* What you have to do *
In the records, from the line containing "Mark every instance of the dark" through the end, swap "white petal" for "pale petal" and give those lines back with nothing else changed.

* Listed entries *
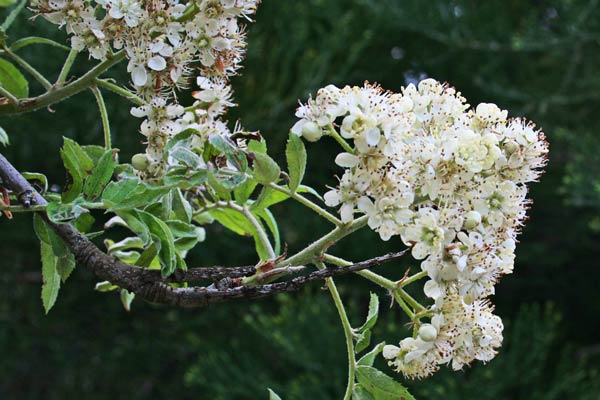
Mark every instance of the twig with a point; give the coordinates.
(150, 285)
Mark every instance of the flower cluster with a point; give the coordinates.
(165, 42)
(451, 182)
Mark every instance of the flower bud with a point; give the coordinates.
(311, 131)
(347, 160)
(427, 333)
(140, 162)
(390, 351)
(472, 219)
(511, 146)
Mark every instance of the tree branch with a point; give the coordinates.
(149, 284)
(59, 93)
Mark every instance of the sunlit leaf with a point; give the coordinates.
(13, 80)
(381, 386)
(100, 176)
(296, 158)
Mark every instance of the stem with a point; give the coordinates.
(410, 300)
(347, 332)
(333, 133)
(315, 250)
(403, 305)
(13, 14)
(17, 209)
(106, 84)
(413, 278)
(27, 67)
(372, 276)
(62, 77)
(399, 294)
(104, 115)
(59, 94)
(304, 201)
(11, 97)
(262, 235)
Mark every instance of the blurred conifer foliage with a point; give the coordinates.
(536, 58)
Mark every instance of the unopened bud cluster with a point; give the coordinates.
(451, 183)
(166, 43)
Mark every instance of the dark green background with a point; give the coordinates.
(539, 59)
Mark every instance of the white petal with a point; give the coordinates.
(157, 63)
(347, 160)
(139, 75)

* Final result *
Mark every instance of the dark green background with a point; give the coordinates.
(539, 59)
Mark every instance of the pale petal with a point; give the coordinates.
(157, 63)
(347, 160)
(139, 75)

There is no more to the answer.